:: Work task ::
Keep each entry exactly as written when you repeat it, and skip the images.

(Data entries)
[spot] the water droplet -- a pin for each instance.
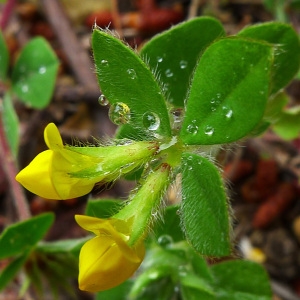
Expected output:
(183, 64)
(169, 73)
(165, 87)
(102, 100)
(177, 114)
(25, 88)
(229, 114)
(104, 62)
(119, 113)
(209, 130)
(182, 270)
(159, 59)
(165, 240)
(151, 120)
(192, 128)
(131, 73)
(42, 70)
(153, 275)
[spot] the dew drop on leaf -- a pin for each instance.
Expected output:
(102, 100)
(42, 70)
(25, 88)
(183, 64)
(209, 130)
(169, 73)
(159, 59)
(131, 73)
(228, 112)
(192, 128)
(119, 113)
(151, 120)
(104, 62)
(165, 240)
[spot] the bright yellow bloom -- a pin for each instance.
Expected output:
(106, 260)
(65, 172)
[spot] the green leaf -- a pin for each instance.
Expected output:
(204, 208)
(240, 279)
(173, 54)
(229, 92)
(120, 292)
(34, 74)
(11, 123)
(23, 236)
(4, 58)
(154, 283)
(71, 246)
(195, 288)
(103, 208)
(288, 124)
(11, 270)
(170, 226)
(124, 78)
(287, 50)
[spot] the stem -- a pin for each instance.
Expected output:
(6, 13)
(10, 169)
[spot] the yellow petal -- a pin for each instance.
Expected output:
(96, 225)
(106, 227)
(36, 176)
(52, 137)
(103, 266)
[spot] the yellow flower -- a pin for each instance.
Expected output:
(106, 260)
(65, 172)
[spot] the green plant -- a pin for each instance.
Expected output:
(191, 91)
(32, 80)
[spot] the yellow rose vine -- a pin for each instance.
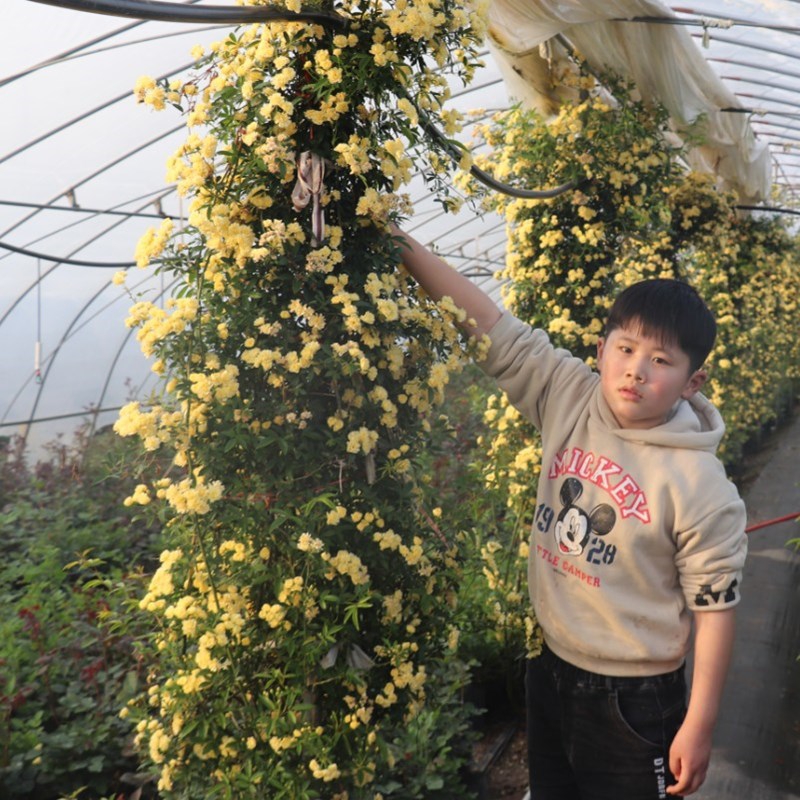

:: Answer for this exercise ::
[spot] the water droplet -- a pin for each instance.
Expected output:
(183, 64)
(169, 73)
(165, 87)
(102, 100)
(177, 114)
(25, 88)
(229, 114)
(104, 62)
(119, 113)
(209, 130)
(182, 270)
(159, 59)
(165, 240)
(151, 120)
(192, 128)
(131, 73)
(42, 70)
(153, 275)
[spot] the dew drop on leaf -- a pin for each instance.
Expected output:
(102, 100)
(42, 70)
(25, 88)
(183, 64)
(209, 130)
(169, 73)
(159, 59)
(131, 73)
(228, 112)
(192, 128)
(119, 113)
(151, 120)
(104, 62)
(165, 240)
[spot] the bright yellow bloom -- a pin for each instance.
Expected output:
(106, 260)
(65, 172)
[spot] the green leaf -- a pin for each instance.
Expected output:
(204, 208)
(240, 279)
(173, 54)
(229, 92)
(120, 292)
(34, 74)
(11, 123)
(23, 236)
(4, 58)
(154, 283)
(71, 246)
(195, 288)
(103, 208)
(288, 124)
(11, 270)
(170, 226)
(124, 78)
(287, 50)
[spot] the stem -- a pin for each instance.
Expected output:
(6, 13)
(10, 169)
[spot] the yellow petal -- a pin for each instance.
Expected output:
(96, 225)
(106, 227)
(36, 176)
(52, 137)
(103, 266)
[spot] the yellow flower -- a pin for each instance.
Expected output:
(106, 260)
(65, 172)
[spot] the green plant -- a pin for each instance.
Expected output:
(191, 91)
(32, 80)
[spot] the yellow rose vine -- a pin for each instance.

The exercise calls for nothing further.